Can you reproduce all of the material below, line for line and character for character, without changing anything?
▼
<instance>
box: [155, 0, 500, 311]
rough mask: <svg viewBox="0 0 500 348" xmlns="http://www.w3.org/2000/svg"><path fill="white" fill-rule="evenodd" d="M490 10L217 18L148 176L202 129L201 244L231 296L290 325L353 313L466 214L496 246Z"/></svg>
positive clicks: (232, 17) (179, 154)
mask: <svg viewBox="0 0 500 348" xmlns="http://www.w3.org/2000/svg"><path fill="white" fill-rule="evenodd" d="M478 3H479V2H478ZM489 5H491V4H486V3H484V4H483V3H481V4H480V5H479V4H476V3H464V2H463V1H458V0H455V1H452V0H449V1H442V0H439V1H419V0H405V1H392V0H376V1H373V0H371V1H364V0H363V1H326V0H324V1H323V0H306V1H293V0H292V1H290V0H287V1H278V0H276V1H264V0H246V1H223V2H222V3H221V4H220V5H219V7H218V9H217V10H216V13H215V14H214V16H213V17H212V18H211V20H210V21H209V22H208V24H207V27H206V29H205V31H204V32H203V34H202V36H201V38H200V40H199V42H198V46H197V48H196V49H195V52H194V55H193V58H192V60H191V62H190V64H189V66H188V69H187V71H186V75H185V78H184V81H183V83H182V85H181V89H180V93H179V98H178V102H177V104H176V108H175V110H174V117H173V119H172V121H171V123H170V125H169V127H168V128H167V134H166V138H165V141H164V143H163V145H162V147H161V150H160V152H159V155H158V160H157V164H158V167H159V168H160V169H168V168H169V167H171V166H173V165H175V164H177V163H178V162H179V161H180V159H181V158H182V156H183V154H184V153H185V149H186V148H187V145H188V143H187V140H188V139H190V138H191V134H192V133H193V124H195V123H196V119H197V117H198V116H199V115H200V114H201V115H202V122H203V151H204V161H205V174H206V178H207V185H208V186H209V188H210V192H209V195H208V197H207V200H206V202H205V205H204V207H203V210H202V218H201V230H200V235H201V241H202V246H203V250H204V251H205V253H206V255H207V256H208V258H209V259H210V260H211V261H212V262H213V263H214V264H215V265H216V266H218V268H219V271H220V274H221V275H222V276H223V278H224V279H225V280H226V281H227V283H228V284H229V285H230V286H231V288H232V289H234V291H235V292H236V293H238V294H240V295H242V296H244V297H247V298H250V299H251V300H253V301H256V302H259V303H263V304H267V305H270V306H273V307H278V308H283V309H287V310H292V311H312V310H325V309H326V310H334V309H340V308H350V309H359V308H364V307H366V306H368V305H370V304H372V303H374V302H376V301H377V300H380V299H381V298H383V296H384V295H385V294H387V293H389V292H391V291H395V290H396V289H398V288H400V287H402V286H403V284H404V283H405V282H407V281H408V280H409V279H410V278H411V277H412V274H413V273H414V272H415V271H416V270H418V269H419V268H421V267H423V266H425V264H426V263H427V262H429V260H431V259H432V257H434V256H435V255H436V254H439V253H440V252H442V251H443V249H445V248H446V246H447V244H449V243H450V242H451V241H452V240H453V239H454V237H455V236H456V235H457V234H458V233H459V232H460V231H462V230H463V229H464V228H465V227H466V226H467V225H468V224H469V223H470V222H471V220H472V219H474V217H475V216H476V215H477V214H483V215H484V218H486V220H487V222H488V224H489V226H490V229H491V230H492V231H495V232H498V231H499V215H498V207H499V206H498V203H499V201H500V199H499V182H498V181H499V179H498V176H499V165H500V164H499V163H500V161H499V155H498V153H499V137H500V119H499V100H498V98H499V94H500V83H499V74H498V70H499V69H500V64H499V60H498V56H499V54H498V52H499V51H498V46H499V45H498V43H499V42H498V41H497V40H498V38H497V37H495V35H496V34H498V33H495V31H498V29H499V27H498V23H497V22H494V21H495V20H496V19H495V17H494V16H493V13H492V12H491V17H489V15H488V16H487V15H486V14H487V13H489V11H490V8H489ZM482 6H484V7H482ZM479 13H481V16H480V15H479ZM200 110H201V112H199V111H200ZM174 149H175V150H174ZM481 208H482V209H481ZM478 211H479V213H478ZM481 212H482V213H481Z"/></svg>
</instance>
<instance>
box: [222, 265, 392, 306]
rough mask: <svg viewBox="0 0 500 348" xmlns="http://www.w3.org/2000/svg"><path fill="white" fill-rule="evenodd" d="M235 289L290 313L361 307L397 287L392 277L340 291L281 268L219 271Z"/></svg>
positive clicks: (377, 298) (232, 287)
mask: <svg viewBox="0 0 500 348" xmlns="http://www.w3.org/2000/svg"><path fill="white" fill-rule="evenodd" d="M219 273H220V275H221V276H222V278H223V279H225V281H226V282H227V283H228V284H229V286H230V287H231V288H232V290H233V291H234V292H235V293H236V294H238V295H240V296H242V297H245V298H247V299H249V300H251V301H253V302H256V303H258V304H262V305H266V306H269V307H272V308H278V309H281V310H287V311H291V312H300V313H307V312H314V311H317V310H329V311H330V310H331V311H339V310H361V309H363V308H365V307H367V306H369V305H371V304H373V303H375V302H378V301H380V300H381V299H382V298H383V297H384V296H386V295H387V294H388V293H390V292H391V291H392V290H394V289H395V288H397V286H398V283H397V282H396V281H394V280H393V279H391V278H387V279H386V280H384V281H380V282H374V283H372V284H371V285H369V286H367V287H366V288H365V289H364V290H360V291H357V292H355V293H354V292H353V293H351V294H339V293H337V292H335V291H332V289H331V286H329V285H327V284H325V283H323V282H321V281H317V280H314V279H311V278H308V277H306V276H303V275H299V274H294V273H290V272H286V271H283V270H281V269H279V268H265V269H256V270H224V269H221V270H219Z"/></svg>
▲
EXERCISE RESPONSE:
<instance>
box: [155, 0, 500, 311]
rough mask: <svg viewBox="0 0 500 348" xmlns="http://www.w3.org/2000/svg"><path fill="white" fill-rule="evenodd" d="M490 10L217 18L148 176L202 129L201 244L231 296L290 325L353 313L466 214L496 246Z"/></svg>
positive clicks: (232, 17) (179, 154)
mask: <svg viewBox="0 0 500 348" xmlns="http://www.w3.org/2000/svg"><path fill="white" fill-rule="evenodd" d="M478 3H479V2H478ZM489 5H491V4H486V3H484V4H483V3H481V4H480V5H479V4H476V3H464V2H463V1H458V0H455V1H452V0H449V1H442V0H439V1H419V0H405V1H392V0H376V1H373V0H371V1H364V0H363V1H326V0H324V1H323V0H306V1H293V0H292V1H290V0H287V1H278V0H276V1H264V0H246V1H223V2H222V3H221V4H220V5H219V7H218V9H217V10H216V13H215V14H214V16H213V17H212V18H211V20H210V21H209V22H208V24H207V27H206V29H205V31H204V32H203V34H202V36H201V38H200V40H199V42H198V46H197V48H196V49H195V52H194V55H193V58H192V60H191V62H190V64H189V66H188V69H187V71H186V75H185V78H184V81H183V83H182V85H181V89H180V93H179V98H178V102H177V104H176V108H175V110H174V117H173V119H172V121H171V123H170V125H169V127H168V128H167V134H166V138H165V141H164V143H163V145H162V147H161V150H160V152H159V155H158V160H157V164H158V167H159V168H160V169H168V168H169V167H171V166H173V165H175V164H177V163H178V162H179V161H180V159H181V158H182V156H183V154H184V153H185V149H186V148H187V145H188V143H187V140H188V139H190V138H191V134H192V133H193V124H195V123H196V119H197V117H198V116H199V115H200V114H201V115H202V122H203V151H204V161H205V174H206V178H207V185H208V186H209V188H210V192H209V195H208V197H207V200H206V202H205V205H204V207H203V210H202V218H201V230H200V235H201V241H202V246H203V250H204V251H205V253H206V255H207V256H208V258H209V259H210V260H211V261H212V262H213V263H214V264H215V265H216V266H218V268H219V271H220V274H221V275H222V276H223V278H224V279H225V280H226V281H227V283H228V284H229V285H230V286H231V288H232V289H234V291H235V292H236V293H238V294H240V295H242V296H244V297H247V298H250V299H251V300H253V301H256V302H259V303H263V304H267V305H270V306H273V307H278V308H283V309H287V310H292V311H312V310H325V309H326V310H334V309H340V308H350V309H359V308H364V307H366V306H368V305H370V304H372V303H374V302H376V301H377V300H380V299H381V298H383V296H384V295H385V294H387V293H389V292H391V291H395V290H396V289H398V288H400V287H402V286H403V284H404V283H405V282H407V281H408V280H409V279H410V278H411V277H412V274H413V273H414V272H415V271H416V270H418V269H419V268H421V267H423V266H425V264H426V263H427V262H429V260H431V259H432V257H434V256H435V255H436V254H439V253H440V252H442V251H443V249H445V248H446V246H447V244H449V243H450V242H451V241H452V240H453V239H454V237H455V236H456V235H457V234H458V233H459V232H460V231H462V230H463V229H464V228H465V227H466V226H467V225H468V224H469V223H470V222H471V220H472V219H474V217H475V216H476V215H477V214H483V215H484V218H486V220H487V222H488V224H489V226H490V229H491V230H492V231H495V232H498V231H499V215H498V207H499V206H498V203H499V201H500V199H499V182H498V181H499V179H498V176H499V165H500V164H499V163H500V161H499V155H498V153H499V137H500V119H499V100H498V98H499V94H500V83H499V74H498V70H499V69H500V64H499V60H498V56H499V54H498V52H499V51H498V46H499V45H498V43H499V42H498V41H497V40H498V38H497V37H495V35H496V34H498V33H495V31H498V29H499V27H498V23H497V22H494V21H495V20H496V19H495V17H494V16H493V13H492V12H491V17H489V15H488V16H487V15H486V14H487V13H489V11H490V8H489ZM482 6H484V7H482ZM479 13H481V16H480V15H479ZM200 110H201V112H199V111H200ZM174 149H175V150H174ZM481 208H482V209H481ZM478 211H479V213H478ZM481 212H482V213H481Z"/></svg>
</instance>
<instance>
box: [222, 265, 392, 306]
rough mask: <svg viewBox="0 0 500 348" xmlns="http://www.w3.org/2000/svg"><path fill="white" fill-rule="evenodd" d="M235 289L290 313L361 307L397 287L392 277L340 291L281 268L219 271Z"/></svg>
positive clicks: (377, 298) (232, 287)
mask: <svg viewBox="0 0 500 348" xmlns="http://www.w3.org/2000/svg"><path fill="white" fill-rule="evenodd" d="M219 273H220V275H221V276H222V278H223V279H225V281H226V282H227V283H228V284H229V286H230V287H231V288H232V290H233V291H234V292H235V293H236V294H238V295H240V296H242V297H245V298H247V299H249V300H251V301H253V302H256V303H258V304H262V305H266V306H269V307H272V308H278V309H281V310H287V311H291V312H300V313H307V312H314V311H317V310H329V311H330V310H331V311H339V310H361V309H363V308H365V307H367V306H369V305H371V304H373V303H375V302H378V301H380V300H381V299H382V298H383V297H384V296H386V295H387V294H388V293H390V292H391V291H392V290H394V289H395V288H397V286H398V283H397V282H396V281H394V280H393V279H391V278H387V279H386V280H384V281H380V282H374V283H372V284H371V285H369V286H367V287H366V288H365V289H364V290H360V291H357V292H355V293H354V292H353V293H351V294H339V293H337V292H335V291H332V289H331V286H329V285H327V284H325V283H323V282H321V281H317V280H314V279H311V278H308V277H306V276H303V275H299V274H294V273H290V272H286V271H283V270H281V269H279V268H265V269H256V270H224V269H221V270H219Z"/></svg>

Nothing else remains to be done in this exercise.